Dünyada olduğu gibi ülkemizde de iş hayatımızın kurumsal varlıkları olan şirketlerimizin belirleyici özelliği hemen hemen hepsinin birer aile şirketi olduğudur. Kurucu aile büyüğünün bir ürünü olan bu aile şirketleri, kurucusu ya da kurucularının girişim zekâsı ve liderlik becerileri ile hızla gelişim ve büyüme göstererek bir başarı öyküsüne dönüşürler.  
 

Başarının sürekliliği, şirketin nesilden nesile sürmesi ise, bu başarı nasıl sağlanacaktır? 
 

Ülkemizde kurumsal ömrü yüz yılı aşan şirket sayısının iki elin parmakları kadar olduğunu düşünecek olursak sorumuzun yanıtı aile şirketlerinin geleceği açısından önem taşımaktadır. 
 

Dünyada ve ülkemizde şirket ömrü ile ilgili bilgiler, kuşaklar arası geçişlerin azalan bir seyir izlediğini göstermektedir. 
 

Bu tespitlerden hareketle aile şirketleri için kurumsal varlıklarını nesilden nesile devam ettirmenin önemli bir sorun olduğunu ifade edebiliriz.
● ● ● ●
> **Görev Tanımı**: Yukarıdaki aile şirketleri metninden, "Ülkemizde kurumsal ömrü" ifadesini içeren yerden başlayan ve "olduğunu ifade edebiliriz." ifadesinden sonra sona eren bölümü hiçbir değişiklik yapmadan aktarınız.

> **Sıralanan Materyal**:
● ● ● ●
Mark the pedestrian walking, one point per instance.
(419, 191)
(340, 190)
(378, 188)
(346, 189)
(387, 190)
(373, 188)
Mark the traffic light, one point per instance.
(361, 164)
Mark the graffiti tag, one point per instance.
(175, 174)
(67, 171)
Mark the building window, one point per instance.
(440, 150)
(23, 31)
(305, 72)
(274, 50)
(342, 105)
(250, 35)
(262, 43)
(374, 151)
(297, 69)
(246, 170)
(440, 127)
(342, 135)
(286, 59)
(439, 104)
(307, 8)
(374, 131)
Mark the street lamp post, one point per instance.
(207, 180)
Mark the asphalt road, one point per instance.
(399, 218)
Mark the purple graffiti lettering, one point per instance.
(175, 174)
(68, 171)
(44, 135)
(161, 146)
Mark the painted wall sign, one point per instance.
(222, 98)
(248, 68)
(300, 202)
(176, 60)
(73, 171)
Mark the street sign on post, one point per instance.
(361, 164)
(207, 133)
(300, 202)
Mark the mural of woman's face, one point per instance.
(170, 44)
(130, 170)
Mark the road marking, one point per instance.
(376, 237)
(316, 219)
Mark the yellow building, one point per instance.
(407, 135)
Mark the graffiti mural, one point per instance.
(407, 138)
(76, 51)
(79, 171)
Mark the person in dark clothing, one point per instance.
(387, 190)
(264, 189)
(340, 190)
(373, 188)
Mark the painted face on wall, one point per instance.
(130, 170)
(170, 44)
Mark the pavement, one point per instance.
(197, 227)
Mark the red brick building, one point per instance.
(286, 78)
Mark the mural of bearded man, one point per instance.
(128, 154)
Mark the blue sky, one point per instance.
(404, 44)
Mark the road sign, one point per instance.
● ● ● ●
> **Alıştırma Sonucu**:
Ülkemizde kurumsal ömrü yüz yılı aşan şirket sayısının iki elin parmakları kadar olduğunu düşünecek olursak sorumuzun yanıtı aile şirketlerinin geleceği açısından önem taşımaktadır. 
 

Dünyada ve ülkemizde şirket ömrü ile ilgili bilgiler, kuşaklar arası geçişlerin azalan bir seyir izlediğini göstermektedir. 
 

Bu tespitlerden hareketle aile şirketleri için kurumsal varlıklarını nesilden nesile devam ettirmenin önemli bir sorun olduğunu ifade edebiliriz.